(Records from a dataset)
= = = = = = =

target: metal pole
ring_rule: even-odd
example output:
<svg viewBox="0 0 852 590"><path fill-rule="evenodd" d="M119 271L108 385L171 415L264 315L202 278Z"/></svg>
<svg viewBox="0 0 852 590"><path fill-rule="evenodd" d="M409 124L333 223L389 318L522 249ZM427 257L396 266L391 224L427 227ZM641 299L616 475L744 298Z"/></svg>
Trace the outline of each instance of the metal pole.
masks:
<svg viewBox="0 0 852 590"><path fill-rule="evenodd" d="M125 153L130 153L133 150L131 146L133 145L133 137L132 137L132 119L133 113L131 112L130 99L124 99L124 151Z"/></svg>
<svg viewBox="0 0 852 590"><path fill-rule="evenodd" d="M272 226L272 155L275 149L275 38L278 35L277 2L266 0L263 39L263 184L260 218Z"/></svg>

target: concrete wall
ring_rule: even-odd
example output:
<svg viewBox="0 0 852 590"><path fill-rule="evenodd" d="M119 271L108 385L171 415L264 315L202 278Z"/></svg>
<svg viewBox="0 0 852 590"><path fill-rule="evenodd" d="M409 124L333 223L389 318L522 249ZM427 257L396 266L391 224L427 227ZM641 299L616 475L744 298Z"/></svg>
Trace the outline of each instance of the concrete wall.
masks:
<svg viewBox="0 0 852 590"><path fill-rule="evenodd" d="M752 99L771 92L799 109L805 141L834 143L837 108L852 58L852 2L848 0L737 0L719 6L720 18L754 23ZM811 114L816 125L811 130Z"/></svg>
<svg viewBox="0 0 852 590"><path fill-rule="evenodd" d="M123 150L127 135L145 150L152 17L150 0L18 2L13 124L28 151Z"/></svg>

= = = = = = =

> Task instructions
Copy every line above without altering a word.

> Reply
target: metal pole
ring_rule: even-odd
example output:
<svg viewBox="0 0 852 590"><path fill-rule="evenodd" d="M119 271L108 385L171 415L264 315L202 278Z"/></svg>
<svg viewBox="0 0 852 590"><path fill-rule="evenodd" d="M409 124L333 223L389 318L522 249ZM427 257L396 266L391 224L427 227ZM641 299L616 475L744 298Z"/></svg>
Trace the outline of each instance of the metal pole.
masks:
<svg viewBox="0 0 852 590"><path fill-rule="evenodd" d="M125 153L130 153L133 150L131 146L133 145L133 137L132 137L132 119L133 113L131 112L130 99L124 99L124 151Z"/></svg>
<svg viewBox="0 0 852 590"><path fill-rule="evenodd" d="M272 226L272 155L275 149L275 38L278 35L277 2L266 0L263 39L263 184L260 218Z"/></svg>

target: concrete wall
ring_rule: even-odd
example output:
<svg viewBox="0 0 852 590"><path fill-rule="evenodd" d="M119 271L108 385L171 415L264 315L202 278Z"/></svg>
<svg viewBox="0 0 852 590"><path fill-rule="evenodd" d="M409 124L333 223L389 318L522 249ZM427 257L396 266L391 224L427 227ZM641 299L616 475L744 298Z"/></svg>
Trace the outline of each instance of the concrete wall.
masks:
<svg viewBox="0 0 852 590"><path fill-rule="evenodd" d="M752 99L771 92L799 109L805 141L834 143L837 108L852 58L852 2L848 0L737 0L719 6L720 18L754 23ZM811 114L816 125L811 130Z"/></svg>
<svg viewBox="0 0 852 590"><path fill-rule="evenodd" d="M123 150L127 135L145 150L152 17L150 0L18 2L13 124L28 151Z"/></svg>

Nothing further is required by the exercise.